● **YOUR GOAL**: Repeat precisely, and only, the lines between the line containing "Could you please indicate the sunlit" and the end of the listing below, both ends included.

● **DATA TO PROCESS**:
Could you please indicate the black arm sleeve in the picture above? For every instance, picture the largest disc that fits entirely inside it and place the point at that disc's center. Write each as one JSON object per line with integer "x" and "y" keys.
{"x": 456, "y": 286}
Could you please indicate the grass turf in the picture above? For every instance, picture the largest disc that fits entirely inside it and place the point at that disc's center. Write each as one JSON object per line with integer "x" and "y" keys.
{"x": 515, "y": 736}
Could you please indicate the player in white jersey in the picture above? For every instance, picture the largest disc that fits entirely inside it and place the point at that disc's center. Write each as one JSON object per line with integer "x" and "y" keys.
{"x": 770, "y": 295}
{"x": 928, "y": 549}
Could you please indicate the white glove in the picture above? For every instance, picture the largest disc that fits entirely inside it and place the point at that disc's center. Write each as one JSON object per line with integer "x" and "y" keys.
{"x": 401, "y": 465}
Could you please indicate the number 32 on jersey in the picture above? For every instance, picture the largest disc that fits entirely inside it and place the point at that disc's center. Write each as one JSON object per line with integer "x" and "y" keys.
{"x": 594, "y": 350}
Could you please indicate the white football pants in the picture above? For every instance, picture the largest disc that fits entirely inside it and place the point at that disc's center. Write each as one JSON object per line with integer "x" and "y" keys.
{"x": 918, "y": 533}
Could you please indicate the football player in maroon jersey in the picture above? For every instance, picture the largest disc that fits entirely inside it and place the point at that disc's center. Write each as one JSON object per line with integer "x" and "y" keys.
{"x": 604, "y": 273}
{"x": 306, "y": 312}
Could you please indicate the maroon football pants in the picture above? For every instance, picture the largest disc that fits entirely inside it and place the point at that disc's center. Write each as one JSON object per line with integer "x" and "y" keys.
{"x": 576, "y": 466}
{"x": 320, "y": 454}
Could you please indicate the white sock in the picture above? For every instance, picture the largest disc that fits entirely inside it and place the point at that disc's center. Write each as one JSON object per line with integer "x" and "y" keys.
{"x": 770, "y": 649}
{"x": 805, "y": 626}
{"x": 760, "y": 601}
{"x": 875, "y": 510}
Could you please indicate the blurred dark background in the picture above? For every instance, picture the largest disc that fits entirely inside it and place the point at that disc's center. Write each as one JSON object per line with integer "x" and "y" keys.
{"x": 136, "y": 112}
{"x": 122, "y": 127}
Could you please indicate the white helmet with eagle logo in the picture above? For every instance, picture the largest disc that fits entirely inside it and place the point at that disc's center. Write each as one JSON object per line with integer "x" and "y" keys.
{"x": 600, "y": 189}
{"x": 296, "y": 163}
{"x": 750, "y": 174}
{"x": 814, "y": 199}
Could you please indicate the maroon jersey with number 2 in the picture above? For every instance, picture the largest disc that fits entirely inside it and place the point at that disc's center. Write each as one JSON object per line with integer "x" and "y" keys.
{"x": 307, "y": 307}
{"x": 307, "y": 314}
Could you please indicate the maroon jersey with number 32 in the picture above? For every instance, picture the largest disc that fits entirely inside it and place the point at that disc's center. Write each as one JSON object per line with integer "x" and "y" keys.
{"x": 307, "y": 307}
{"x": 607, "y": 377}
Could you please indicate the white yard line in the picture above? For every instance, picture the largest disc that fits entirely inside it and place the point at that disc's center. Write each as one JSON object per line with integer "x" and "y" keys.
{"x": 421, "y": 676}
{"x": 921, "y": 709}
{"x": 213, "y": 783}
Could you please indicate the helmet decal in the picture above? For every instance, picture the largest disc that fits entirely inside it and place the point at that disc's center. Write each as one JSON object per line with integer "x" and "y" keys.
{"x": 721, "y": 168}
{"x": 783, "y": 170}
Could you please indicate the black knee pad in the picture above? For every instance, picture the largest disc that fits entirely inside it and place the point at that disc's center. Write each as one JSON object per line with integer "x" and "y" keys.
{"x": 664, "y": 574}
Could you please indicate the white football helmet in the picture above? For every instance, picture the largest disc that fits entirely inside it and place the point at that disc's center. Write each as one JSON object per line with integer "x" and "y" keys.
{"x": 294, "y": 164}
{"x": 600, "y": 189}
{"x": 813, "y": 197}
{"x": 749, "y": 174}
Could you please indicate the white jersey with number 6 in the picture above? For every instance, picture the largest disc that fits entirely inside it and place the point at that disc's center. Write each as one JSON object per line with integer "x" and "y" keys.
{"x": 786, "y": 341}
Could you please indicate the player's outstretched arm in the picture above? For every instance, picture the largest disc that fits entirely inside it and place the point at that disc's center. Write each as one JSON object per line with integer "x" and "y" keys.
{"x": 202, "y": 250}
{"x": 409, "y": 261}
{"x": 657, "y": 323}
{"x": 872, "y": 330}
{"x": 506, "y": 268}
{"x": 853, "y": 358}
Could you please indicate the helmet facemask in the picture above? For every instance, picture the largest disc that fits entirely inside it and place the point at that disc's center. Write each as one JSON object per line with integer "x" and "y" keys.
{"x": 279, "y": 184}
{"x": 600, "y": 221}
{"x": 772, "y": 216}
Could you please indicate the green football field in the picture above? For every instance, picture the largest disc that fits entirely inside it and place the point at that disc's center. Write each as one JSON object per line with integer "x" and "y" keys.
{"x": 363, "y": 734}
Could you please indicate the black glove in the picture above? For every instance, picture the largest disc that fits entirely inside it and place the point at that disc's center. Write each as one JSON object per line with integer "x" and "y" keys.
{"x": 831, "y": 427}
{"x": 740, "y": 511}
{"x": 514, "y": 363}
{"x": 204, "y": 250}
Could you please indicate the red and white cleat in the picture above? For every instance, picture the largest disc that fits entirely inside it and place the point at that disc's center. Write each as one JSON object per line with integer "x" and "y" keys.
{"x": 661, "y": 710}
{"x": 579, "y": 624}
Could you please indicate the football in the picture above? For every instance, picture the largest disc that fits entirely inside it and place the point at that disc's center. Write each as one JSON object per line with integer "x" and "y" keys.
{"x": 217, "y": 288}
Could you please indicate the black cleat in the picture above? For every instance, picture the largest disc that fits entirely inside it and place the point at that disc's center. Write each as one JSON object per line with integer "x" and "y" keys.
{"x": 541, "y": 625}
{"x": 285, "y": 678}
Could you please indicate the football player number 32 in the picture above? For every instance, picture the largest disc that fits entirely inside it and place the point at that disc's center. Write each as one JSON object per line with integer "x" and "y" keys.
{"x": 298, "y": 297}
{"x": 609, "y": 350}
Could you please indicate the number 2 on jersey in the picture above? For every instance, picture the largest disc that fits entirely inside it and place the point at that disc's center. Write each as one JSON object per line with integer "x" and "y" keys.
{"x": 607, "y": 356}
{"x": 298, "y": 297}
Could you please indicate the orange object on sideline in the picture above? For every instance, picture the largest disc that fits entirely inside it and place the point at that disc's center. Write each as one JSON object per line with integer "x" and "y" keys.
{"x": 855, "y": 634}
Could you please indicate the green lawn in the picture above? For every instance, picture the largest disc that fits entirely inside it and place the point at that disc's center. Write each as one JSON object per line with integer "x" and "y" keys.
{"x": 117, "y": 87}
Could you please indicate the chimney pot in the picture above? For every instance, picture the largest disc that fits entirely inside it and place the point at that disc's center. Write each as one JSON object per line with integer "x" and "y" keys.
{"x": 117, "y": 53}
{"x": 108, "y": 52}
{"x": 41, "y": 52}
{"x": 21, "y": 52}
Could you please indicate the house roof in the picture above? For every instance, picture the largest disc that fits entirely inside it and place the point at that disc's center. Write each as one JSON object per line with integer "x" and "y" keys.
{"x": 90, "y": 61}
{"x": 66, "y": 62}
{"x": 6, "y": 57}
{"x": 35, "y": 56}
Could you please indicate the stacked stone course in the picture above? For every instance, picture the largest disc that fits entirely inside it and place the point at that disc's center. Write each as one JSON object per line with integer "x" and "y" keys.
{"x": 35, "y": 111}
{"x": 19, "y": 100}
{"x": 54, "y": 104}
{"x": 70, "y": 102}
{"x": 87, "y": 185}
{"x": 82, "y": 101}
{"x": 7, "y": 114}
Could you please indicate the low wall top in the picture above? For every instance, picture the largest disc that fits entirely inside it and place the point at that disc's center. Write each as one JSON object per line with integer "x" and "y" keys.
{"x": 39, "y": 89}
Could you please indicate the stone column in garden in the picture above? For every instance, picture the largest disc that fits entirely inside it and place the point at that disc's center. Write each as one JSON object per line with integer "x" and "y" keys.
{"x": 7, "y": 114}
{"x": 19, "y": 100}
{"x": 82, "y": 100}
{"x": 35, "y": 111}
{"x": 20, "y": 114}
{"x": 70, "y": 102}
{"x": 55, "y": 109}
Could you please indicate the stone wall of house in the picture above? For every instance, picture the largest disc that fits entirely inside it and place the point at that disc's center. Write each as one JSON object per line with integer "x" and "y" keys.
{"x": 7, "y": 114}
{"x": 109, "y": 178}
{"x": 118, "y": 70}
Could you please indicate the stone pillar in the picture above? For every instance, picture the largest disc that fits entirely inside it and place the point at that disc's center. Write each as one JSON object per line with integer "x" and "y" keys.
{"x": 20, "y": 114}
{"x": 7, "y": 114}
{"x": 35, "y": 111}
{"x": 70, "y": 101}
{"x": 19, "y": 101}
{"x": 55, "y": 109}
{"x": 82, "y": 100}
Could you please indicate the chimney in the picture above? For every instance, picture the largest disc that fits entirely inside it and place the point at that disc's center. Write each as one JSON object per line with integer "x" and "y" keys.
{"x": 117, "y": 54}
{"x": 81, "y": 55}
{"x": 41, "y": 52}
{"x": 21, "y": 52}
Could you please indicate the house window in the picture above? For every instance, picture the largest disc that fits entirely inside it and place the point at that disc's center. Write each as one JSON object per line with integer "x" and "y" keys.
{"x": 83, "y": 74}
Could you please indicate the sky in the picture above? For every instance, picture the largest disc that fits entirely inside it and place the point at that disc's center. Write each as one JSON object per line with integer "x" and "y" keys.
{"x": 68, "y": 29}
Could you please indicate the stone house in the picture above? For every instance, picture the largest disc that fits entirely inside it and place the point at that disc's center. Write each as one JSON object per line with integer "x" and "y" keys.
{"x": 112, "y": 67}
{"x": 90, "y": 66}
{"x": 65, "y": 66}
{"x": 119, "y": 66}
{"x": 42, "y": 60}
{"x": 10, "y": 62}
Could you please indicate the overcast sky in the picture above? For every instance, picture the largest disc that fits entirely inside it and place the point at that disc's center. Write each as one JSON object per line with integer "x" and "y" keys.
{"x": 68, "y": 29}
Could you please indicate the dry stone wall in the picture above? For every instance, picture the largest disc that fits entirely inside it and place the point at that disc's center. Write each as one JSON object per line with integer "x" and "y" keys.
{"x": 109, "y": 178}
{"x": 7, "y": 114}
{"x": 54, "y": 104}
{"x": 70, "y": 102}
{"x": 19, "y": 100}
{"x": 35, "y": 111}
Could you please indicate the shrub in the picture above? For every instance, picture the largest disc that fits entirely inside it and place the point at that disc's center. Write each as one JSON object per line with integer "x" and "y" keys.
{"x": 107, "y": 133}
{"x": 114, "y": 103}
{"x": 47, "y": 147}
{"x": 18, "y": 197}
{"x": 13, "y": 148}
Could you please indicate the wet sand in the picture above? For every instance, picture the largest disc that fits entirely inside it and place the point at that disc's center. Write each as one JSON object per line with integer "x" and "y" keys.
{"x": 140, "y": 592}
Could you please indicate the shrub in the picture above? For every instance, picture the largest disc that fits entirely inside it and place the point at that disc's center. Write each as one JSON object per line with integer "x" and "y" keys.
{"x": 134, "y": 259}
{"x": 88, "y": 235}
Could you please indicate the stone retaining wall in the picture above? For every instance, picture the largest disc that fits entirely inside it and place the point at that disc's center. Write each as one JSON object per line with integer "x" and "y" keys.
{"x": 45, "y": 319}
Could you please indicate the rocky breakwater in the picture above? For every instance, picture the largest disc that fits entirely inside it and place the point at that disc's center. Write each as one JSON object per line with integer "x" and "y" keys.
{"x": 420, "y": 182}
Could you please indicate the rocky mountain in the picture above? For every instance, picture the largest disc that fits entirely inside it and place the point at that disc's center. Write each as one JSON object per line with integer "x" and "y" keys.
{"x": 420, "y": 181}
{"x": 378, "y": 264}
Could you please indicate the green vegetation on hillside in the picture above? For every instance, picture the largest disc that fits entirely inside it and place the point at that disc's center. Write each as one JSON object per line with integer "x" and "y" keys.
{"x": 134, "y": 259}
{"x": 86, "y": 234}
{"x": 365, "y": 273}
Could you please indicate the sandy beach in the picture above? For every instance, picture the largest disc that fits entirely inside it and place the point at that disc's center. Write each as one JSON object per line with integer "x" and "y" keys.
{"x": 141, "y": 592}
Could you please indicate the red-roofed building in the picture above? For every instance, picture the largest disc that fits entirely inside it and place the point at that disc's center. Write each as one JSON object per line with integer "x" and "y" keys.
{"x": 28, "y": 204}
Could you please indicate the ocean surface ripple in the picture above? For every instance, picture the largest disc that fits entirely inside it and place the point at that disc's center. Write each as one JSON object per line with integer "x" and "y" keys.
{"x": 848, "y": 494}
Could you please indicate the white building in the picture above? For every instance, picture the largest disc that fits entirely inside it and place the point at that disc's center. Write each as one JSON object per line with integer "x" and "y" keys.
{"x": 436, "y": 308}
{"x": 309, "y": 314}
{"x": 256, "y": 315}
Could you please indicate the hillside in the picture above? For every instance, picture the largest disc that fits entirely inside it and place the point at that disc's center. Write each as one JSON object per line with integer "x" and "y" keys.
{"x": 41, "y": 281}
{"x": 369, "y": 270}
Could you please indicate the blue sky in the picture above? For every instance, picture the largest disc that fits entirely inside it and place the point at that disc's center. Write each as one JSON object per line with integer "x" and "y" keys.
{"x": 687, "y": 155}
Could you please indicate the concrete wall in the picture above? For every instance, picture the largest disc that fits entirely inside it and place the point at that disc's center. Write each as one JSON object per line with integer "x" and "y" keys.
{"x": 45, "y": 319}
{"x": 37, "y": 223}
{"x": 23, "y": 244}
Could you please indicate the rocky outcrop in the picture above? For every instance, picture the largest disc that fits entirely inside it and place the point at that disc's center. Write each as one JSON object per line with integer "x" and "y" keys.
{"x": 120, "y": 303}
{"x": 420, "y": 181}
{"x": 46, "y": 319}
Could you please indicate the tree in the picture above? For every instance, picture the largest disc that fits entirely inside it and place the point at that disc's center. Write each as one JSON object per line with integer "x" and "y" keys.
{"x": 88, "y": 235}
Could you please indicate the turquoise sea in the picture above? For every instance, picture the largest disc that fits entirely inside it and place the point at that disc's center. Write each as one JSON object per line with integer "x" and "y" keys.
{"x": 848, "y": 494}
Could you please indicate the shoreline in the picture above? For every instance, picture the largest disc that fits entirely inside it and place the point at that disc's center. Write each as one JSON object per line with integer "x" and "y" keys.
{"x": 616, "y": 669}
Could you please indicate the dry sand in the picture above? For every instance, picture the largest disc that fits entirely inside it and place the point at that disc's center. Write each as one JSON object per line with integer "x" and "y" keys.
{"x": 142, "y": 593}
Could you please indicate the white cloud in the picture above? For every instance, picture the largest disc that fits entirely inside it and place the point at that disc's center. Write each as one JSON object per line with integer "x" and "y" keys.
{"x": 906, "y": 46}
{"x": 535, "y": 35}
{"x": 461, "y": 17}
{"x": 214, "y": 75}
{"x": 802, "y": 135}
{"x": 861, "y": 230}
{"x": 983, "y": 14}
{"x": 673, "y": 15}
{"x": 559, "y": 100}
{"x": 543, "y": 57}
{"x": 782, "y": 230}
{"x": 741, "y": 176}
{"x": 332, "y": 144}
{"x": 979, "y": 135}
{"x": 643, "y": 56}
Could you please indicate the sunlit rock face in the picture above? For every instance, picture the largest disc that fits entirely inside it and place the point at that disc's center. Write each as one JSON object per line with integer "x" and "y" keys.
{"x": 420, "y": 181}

● **RESPONSE AREA**:
Could you please indicate the sunlit rock face in the picture above? For every instance, picture the largest disc that fits entirely inside it and place the point at that disc's center. Write each as one JSON object per line with integer "x" and "y" keys.
{"x": 420, "y": 181}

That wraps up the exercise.